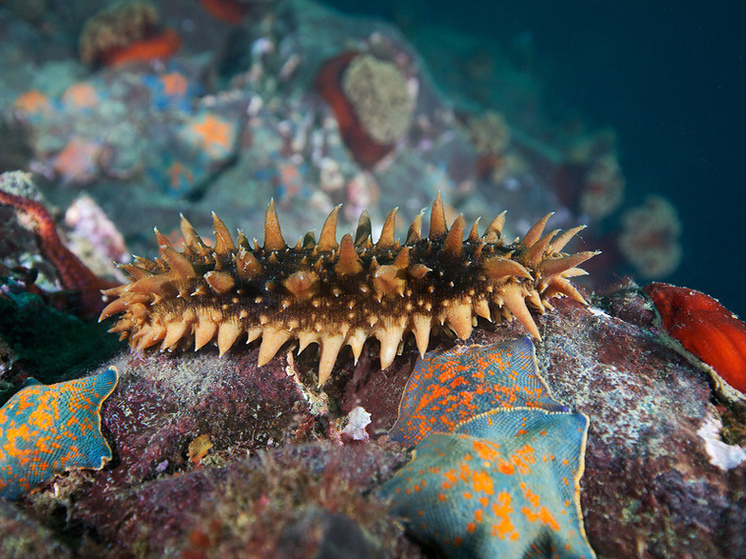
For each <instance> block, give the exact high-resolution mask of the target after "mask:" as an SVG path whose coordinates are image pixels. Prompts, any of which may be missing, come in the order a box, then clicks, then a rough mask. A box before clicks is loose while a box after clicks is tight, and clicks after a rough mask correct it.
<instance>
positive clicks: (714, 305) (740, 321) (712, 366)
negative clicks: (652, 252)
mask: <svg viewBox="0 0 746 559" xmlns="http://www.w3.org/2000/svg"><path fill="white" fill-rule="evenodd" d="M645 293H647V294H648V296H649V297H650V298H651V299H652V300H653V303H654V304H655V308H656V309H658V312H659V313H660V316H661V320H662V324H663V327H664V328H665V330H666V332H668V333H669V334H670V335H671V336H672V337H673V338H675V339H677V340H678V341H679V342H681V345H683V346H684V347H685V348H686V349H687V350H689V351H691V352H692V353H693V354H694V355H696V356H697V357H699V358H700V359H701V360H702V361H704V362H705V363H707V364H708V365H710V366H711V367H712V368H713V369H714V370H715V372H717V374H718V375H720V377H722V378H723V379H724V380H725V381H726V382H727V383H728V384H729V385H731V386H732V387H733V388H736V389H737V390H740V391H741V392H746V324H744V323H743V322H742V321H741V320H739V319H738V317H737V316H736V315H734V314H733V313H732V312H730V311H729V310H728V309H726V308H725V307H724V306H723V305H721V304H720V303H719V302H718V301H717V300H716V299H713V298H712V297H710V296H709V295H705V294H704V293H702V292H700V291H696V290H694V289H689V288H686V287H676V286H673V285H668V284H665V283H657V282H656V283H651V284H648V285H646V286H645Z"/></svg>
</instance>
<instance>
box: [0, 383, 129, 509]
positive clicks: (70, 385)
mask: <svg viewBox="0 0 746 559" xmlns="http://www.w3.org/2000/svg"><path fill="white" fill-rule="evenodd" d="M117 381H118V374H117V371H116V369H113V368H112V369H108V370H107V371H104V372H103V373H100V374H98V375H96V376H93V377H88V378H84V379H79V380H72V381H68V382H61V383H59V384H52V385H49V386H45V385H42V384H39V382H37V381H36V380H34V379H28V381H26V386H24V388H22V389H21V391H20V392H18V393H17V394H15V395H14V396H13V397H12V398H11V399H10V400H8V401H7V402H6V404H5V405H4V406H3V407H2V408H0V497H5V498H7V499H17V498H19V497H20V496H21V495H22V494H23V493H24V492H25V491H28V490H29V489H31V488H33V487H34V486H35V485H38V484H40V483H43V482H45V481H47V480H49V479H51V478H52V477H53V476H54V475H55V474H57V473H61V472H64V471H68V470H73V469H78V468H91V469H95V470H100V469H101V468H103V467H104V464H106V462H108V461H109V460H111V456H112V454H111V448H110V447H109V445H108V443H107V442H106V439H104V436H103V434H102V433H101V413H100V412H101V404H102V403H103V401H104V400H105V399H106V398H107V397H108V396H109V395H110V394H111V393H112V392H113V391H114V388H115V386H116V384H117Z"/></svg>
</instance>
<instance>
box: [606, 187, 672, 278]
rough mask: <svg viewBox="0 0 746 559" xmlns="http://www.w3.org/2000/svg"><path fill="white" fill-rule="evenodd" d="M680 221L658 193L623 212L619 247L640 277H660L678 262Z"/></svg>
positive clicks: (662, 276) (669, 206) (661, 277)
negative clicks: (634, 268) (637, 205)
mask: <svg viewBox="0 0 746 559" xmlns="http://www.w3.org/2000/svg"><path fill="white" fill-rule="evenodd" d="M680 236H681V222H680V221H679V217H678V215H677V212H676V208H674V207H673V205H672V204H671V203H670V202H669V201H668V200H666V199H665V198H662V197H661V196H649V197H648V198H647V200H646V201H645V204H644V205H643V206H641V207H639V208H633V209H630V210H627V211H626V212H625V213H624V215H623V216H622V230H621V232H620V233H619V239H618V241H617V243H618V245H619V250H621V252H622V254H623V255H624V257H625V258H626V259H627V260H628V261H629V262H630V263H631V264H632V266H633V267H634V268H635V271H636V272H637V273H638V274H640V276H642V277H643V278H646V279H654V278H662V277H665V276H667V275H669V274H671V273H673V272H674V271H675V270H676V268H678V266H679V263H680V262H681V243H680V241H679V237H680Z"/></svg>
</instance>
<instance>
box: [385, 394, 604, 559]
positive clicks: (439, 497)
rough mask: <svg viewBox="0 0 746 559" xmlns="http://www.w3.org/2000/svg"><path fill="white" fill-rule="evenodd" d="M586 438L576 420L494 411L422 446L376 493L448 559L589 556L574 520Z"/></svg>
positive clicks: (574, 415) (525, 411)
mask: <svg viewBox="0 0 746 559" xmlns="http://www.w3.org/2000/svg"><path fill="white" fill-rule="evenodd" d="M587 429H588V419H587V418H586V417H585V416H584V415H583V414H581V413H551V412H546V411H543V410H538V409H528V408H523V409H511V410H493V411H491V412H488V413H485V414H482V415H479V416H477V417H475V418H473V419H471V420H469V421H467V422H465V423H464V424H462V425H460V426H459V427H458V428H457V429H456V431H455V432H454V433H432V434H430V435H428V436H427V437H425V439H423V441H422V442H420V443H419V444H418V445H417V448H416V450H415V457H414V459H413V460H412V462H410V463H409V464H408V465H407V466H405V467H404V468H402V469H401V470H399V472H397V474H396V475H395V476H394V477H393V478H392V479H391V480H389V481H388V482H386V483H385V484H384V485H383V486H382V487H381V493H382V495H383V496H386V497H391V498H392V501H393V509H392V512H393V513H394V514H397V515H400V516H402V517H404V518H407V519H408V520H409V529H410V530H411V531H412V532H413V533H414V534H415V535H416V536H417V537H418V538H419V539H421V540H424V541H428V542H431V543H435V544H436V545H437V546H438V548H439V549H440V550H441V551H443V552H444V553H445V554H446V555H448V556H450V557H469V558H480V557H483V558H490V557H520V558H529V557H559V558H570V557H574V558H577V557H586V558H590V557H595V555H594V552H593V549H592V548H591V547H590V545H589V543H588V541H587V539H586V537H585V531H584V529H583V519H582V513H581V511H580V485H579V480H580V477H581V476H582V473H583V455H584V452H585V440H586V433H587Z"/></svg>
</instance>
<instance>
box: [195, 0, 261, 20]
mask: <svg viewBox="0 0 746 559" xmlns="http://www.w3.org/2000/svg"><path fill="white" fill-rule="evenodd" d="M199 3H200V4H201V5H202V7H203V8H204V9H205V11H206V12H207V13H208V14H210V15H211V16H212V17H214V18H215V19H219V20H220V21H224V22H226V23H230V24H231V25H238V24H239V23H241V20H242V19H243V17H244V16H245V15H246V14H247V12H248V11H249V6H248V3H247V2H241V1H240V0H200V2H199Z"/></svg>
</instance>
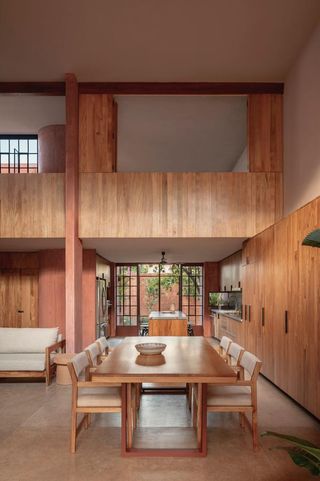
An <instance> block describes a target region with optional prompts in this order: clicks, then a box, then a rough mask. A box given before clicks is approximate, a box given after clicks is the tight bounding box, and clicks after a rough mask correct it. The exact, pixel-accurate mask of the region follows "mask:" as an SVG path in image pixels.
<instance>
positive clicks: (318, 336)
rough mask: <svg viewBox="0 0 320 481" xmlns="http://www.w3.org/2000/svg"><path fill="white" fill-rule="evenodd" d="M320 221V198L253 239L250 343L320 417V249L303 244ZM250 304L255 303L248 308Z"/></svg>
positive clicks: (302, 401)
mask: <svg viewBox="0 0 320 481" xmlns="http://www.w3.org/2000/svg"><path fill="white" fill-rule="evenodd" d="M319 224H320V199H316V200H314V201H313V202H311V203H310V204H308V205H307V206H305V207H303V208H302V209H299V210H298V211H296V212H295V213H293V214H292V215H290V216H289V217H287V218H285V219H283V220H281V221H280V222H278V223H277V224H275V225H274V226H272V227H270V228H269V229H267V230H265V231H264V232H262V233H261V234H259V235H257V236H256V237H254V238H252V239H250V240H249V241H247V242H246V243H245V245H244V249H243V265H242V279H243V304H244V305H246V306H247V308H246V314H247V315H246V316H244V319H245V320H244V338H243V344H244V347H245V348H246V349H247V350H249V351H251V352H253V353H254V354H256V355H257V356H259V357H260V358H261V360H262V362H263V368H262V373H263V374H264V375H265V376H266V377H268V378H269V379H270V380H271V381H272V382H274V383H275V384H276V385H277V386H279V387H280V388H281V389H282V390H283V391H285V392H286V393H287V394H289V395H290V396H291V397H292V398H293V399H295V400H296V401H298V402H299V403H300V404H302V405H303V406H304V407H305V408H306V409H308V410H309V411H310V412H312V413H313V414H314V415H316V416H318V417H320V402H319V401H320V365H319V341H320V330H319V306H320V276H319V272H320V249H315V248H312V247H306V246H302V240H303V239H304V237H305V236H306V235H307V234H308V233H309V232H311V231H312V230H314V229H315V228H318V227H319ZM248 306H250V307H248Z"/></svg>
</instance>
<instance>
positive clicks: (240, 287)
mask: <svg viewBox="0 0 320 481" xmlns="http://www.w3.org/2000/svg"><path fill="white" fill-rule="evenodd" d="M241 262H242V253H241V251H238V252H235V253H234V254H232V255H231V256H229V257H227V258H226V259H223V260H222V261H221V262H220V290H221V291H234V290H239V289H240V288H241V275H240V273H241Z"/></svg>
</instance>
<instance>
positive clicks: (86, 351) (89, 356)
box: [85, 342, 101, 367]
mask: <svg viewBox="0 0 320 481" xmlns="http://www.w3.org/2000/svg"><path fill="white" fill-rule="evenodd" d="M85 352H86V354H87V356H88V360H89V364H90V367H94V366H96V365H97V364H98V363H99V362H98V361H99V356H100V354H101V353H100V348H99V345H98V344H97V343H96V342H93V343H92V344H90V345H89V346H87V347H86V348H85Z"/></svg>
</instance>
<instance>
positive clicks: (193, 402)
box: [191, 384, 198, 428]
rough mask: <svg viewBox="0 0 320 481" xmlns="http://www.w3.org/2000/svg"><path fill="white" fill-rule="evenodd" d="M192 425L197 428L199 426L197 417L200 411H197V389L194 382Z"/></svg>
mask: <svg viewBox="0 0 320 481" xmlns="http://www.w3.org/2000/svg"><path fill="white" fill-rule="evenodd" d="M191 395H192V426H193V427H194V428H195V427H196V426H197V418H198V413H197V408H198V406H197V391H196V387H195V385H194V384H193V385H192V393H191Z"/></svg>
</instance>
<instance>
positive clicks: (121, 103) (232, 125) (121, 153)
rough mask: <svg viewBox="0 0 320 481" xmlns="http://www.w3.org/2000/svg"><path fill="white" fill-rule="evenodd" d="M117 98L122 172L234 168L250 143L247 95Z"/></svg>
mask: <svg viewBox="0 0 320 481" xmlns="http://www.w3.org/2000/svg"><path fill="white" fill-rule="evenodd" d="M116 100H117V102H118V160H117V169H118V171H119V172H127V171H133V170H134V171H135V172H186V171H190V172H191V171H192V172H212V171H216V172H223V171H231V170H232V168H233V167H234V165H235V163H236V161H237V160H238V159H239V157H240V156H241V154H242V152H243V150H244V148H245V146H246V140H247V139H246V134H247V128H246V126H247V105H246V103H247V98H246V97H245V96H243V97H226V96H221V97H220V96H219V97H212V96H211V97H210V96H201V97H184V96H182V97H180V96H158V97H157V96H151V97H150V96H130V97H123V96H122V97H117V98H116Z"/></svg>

-*-*-

* _WHAT NEEDS TO BE DONE_
State how many lines of the records above contain the word "tight". Reply with the number alone.

* _TASK RESPONSE_
2